文書の抜粋:
══════════
8GのCF導入と共に、40Dの記録形式をJPEGからRAWに変更しました。

RAWとは撮影素子から得られた情報を画像処理しないでそのままパッケージし、
一つのファイルにまとめたデータ信号の羅列です。
当然、写真という形になっていないため、通常は目で見ることが出来ません。
普段デジカメで慣れ親しんでいるJPEG画像とは、これらの画像データをもとに
現像処理を行い、圧縮した形式の事を言います。
要するに、RAWとJPEGの違いは現像前の写真と現像後の写真と言っても良いでしょう。
JPEGは優れた圧縮率とそれに反して比較的画像を美しく残せるといった利点があり、
互換性も高く非常に扱いやすいものですが、その反面、画像処理をメーカーの好み
(画像エンジン)に任せてしまうため、自分の思い描いたイメージとは異なる作品に
仕上がってしまう場合もあります。
RAW現像は、文字通り現像の段階から自分の好みで調整できるので、より思い通りの
画像に仕上げる事ができるのです。
JPEGでもいわゆる「レタッチ」というやり方で多少の画像編集は出来ますが、もともと
現像済みの画像を修正するのですから、画像データはかなり劣化してしまいます。
簡単に言えば、キャンパスに描いた絵の上から、別の絵の具で上塗りするようなイメージ
になります。
対してRAWの場合はデジカメ撮影で重要なカギとなるホワイトバランスや、カラーフィルター
なども、あとから画像データを劣化させること無く、いくらでも変える事ができるので、
撮影時にあれこれ悩まなくて済み、失敗も大幅に減少できます。
まあ、偉そうなこと言ってますが、私も本当につい最近から始めたばかり。
良くわかってない部分も多々ありますので突っ込んだ話はやめておきます(笑)。
実際にやってみましょう。
まずは、この画像。

先日の記事でもアップした画像ですが、せっかっくの穂高連峰が、紅葉の鮮やかさの前に霞んでしまっているため、
ちょっと白けた印象に思えます。
══════════
データ行:
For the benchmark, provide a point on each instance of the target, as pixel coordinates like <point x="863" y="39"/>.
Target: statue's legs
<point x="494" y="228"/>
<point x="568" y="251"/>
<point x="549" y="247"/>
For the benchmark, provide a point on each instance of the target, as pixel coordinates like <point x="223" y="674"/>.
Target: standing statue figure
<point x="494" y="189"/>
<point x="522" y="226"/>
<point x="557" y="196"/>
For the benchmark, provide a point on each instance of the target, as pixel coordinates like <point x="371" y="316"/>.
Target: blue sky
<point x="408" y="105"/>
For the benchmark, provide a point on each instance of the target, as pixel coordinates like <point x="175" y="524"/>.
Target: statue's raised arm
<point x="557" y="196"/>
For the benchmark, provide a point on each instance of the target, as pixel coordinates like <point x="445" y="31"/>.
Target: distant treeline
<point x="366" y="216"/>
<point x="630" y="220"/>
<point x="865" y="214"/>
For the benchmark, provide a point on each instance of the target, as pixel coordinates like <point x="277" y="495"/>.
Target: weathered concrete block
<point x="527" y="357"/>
══════════
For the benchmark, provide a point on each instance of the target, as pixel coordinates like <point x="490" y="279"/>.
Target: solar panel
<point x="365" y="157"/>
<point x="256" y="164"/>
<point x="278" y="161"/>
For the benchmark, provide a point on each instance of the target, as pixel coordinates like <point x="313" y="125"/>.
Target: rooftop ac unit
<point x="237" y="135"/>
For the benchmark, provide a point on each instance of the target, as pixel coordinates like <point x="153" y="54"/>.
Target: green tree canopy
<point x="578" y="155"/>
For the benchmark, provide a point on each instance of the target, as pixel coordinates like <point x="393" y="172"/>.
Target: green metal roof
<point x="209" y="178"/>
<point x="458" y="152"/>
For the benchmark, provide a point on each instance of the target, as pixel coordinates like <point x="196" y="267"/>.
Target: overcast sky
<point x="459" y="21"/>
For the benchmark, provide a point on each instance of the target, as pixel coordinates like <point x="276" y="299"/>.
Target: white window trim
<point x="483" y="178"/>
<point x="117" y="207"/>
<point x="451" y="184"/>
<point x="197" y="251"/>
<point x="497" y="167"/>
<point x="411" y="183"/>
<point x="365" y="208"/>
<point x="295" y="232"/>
══════════
短い課題 1: RAWとJPEGについての文章では、JPEG画像をレタッチで修正することが何にたとえられていますか。
短い課題 2: RAWとJPEGについての文章を、最後の文の後から引き継いで書き進めてください。

課題の出力 1: キャンパスに描いた絵の上から、別の絵の具で上塗りすることにたとえられています。

課題の出力 2:
この画像を私のイメージ通りに処理したのがこちらの画像。

コントラストをやや高めに設定し、更にシャープネスを少し強調しました。
紅葉に負けない穂高連峰の存在感がグッと前に出てきたように思います。
こちらは前穂高の紅葉。

天候が快晴とは行かず、せっかくの紅葉の鮮やかさや、前穂の荒々しい山肌にイマイチ迫力を感じません。
こちらをイメージどおりに現像したのがこの画像。

コントラストを高めることで、逆に雲の切れ目から太陽の光が当たっている部分と
そうでない部分の差がはっきりし、少し雰囲気のある写真になりました。
またシャープネスが山肌の荒々しさを良く出してくれています。
ホワイトバランスを後から変えられるのがRAWの最大の利点と言えるでしょう。
ホワイトバランスは、本来、どんな光源の下でも「白い対象物」を「白く写す」事ができるようにするための機能です。
大抵は「オート」にしておきますと違和感の無いものになりますが、カメラのオート機能は基本的に「明るいものは暗く」、
また「暗いものは明るく」撮ろうとする傾向があるため朝焼けや、夕焼けなど、あの独特の雰囲気を捉えることが苦手な
場面もあるようです。
例えばこの画像。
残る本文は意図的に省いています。